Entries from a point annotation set
┄┄┄┄┄┄┄┄┄┄┄┄┄┄┄┄┄┄┄┄

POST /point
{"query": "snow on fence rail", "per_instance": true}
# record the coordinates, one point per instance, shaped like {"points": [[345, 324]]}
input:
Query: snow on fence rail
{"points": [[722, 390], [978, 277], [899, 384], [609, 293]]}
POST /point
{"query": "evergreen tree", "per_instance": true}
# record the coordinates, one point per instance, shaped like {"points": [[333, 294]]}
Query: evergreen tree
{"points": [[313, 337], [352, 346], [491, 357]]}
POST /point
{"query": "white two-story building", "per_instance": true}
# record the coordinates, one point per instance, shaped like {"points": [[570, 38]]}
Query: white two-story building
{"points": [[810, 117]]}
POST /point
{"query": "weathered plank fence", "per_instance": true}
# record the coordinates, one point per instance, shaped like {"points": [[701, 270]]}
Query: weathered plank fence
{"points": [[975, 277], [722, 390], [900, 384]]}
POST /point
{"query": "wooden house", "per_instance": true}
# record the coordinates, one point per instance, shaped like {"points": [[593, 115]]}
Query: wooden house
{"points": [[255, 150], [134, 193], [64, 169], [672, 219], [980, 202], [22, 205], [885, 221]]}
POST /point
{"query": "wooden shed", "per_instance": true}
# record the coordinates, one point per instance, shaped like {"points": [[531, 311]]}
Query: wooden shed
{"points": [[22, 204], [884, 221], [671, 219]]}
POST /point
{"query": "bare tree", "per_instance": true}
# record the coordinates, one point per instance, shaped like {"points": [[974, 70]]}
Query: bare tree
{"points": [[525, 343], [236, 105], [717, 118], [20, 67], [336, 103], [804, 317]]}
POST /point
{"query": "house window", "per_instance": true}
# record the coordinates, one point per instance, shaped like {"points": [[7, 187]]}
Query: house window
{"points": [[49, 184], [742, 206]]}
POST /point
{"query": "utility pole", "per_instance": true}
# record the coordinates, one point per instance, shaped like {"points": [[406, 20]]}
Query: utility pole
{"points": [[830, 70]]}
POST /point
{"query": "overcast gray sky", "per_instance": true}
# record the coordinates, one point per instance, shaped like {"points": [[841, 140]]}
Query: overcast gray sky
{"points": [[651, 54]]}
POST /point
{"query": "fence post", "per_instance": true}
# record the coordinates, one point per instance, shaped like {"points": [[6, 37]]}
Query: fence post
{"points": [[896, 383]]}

┄┄┄┄┄┄┄┄┄┄┄┄┄┄┄┄┄┄┄┄

(Exercise details) Output every record above exactly as it appears.

(Answer for the task)
POST /point
{"query": "snow on fence rail", "per_instance": true}
# record the coordinates, one point per instance, shaped like {"points": [[345, 324]]}
input:
Query: snow on fence rail
{"points": [[722, 390], [978, 277], [899, 384], [609, 293]]}
POST /point
{"query": "evergreen tree", "per_instance": true}
# record the coordinates, one point per instance, shaped like {"points": [[333, 294]]}
Query: evergreen tree
{"points": [[313, 337], [352, 346], [491, 357]]}
POST /point
{"query": "white two-story building", "per_instance": true}
# record the coordinates, one point per instance, shaped like {"points": [[570, 38]]}
Query: white two-story building
{"points": [[810, 117]]}
POST /point
{"query": "weathered plank fence", "per_instance": true}
# record the coordinates, one point per instance, shaped like {"points": [[701, 270]]}
Query: weathered plank fence
{"points": [[975, 277], [722, 390], [900, 384]]}
POST /point
{"query": "wooden house", "per_instance": true}
# record the coordinates, one point per instance, shaped like {"points": [[593, 115]]}
Query: wooden house
{"points": [[255, 150], [134, 193], [64, 169], [672, 219], [980, 202], [22, 205], [885, 221]]}
POST /point
{"query": "wooden shed", "per_instance": true}
# record the coordinates, one point per instance, shaped like {"points": [[531, 311]]}
Query: wooden shed
{"points": [[22, 204], [884, 221], [671, 219]]}
POST /point
{"query": "bare tree", "per_instance": true}
# record the coordinates, one point per instance, shaped like {"points": [[974, 70]]}
Query: bare tree
{"points": [[525, 343], [236, 105], [717, 118], [20, 67], [336, 103], [804, 317]]}
POST /point
{"query": "house window", "per_instance": true}
# record the coordinates, one point per instance, shaped like {"points": [[7, 187]]}
Query: house window
{"points": [[49, 184], [742, 206]]}
POST /point
{"query": "utility pole", "per_instance": true}
# record the coordinates, one point per instance, shaped like {"points": [[406, 20]]}
Query: utility pole
{"points": [[830, 70]]}
POST /point
{"query": "overcast gray sky", "per_instance": true}
# record the coordinates, one point per instance, shaped like {"points": [[841, 140]]}
Query: overcast gray sky
{"points": [[651, 54]]}
POST /point
{"query": "fence post", "per_instance": true}
# record the coordinates, one point per instance, shaped like {"points": [[6, 37]]}
Query: fence post
{"points": [[896, 383]]}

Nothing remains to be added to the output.